**Data extract:**
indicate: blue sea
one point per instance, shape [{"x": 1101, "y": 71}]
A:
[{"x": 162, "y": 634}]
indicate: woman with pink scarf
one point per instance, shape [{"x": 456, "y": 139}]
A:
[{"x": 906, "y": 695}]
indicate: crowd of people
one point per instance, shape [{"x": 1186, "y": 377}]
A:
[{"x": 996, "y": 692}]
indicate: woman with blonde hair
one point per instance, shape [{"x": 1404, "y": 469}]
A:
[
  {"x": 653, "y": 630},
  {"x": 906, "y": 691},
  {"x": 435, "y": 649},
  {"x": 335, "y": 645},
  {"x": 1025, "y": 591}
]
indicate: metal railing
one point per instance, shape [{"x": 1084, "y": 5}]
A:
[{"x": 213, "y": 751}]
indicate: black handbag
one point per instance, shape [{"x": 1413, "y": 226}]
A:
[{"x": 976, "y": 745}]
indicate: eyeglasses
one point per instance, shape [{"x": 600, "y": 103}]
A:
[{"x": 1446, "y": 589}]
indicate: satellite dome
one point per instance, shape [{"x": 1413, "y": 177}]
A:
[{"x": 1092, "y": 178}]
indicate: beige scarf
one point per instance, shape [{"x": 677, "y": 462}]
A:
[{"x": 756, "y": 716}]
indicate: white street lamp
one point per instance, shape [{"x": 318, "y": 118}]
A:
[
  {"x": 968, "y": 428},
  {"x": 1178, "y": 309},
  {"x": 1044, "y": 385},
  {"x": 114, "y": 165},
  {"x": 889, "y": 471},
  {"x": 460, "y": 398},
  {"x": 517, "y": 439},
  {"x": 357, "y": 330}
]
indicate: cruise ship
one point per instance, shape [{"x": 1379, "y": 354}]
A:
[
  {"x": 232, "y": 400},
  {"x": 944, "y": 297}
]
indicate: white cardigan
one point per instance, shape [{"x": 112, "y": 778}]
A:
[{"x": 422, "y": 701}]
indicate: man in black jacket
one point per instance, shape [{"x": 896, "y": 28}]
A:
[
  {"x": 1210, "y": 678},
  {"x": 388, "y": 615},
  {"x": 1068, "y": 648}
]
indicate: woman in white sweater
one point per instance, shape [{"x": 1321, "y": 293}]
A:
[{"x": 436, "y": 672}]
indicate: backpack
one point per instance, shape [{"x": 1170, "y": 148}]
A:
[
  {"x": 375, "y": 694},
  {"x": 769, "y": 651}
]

**Aim:** Rewrite the listing from the line containing "indicate: crowd of people" up to and including its final line, increasing every x and y coordinate in the answers by 81. Leave every other line unchanged, including the numbers in each shape sample.

**Result of this exercise:**
indicate: crowd of people
one point per instance, shape [{"x": 1186, "y": 377}]
A:
[{"x": 1077, "y": 773}]
indicate: woman with blonde hair
one point per instance, shape [{"x": 1404, "y": 469}]
A:
[
  {"x": 734, "y": 711},
  {"x": 987, "y": 772},
  {"x": 516, "y": 730},
  {"x": 416, "y": 726},
  {"x": 1106, "y": 672}
]
indicate: metal railing
one point per instance, shape [{"x": 1084, "y": 5}]
A:
[{"x": 294, "y": 832}]
indicate: black handbag
one point per instance, shape [{"x": 1413, "y": 226}]
A:
[{"x": 1057, "y": 826}]
indicate: eyeglasses
one point per instance, shape [{"x": 600, "y": 103}]
A:
[{"x": 1527, "y": 670}]
indicate: satellite dome
one point per instance, shape [{"x": 1413, "y": 177}]
A:
[{"x": 1173, "y": 259}]
indicate: beige scarf
one point per instance, shape [{"x": 677, "y": 462}]
A:
[{"x": 837, "y": 797}]
indicate: white street lamp
one point per instance, shape [{"x": 318, "y": 118}]
A:
[
  {"x": 1049, "y": 509},
  {"x": 1259, "y": 390},
  {"x": 1125, "y": 466},
  {"x": 195, "y": 246},
  {"x": 970, "y": 552},
  {"x": 541, "y": 479},
  {"x": 598, "y": 520},
  {"x": 438, "y": 411}
]
indicate: cruise ship
one point per instance, shape [{"x": 1379, "y": 354}]
A:
[
  {"x": 313, "y": 481},
  {"x": 1025, "y": 378}
]
indicate: white cardigan
one point per instance, shape [{"x": 112, "y": 778}]
A:
[{"x": 503, "y": 782}]
indicate: man in black jacket
one point per instance, shape [{"x": 896, "y": 28}]
A:
[
  {"x": 1291, "y": 759},
  {"x": 469, "y": 696},
  {"x": 1149, "y": 729}
]
indicate: woman in white sweater
one point per instance, shape [{"x": 1321, "y": 293}]
A:
[{"x": 517, "y": 753}]
indicate: backpack
one point per instance, shape [{"x": 1170, "y": 148}]
A:
[
  {"x": 456, "y": 775},
  {"x": 850, "y": 732}
]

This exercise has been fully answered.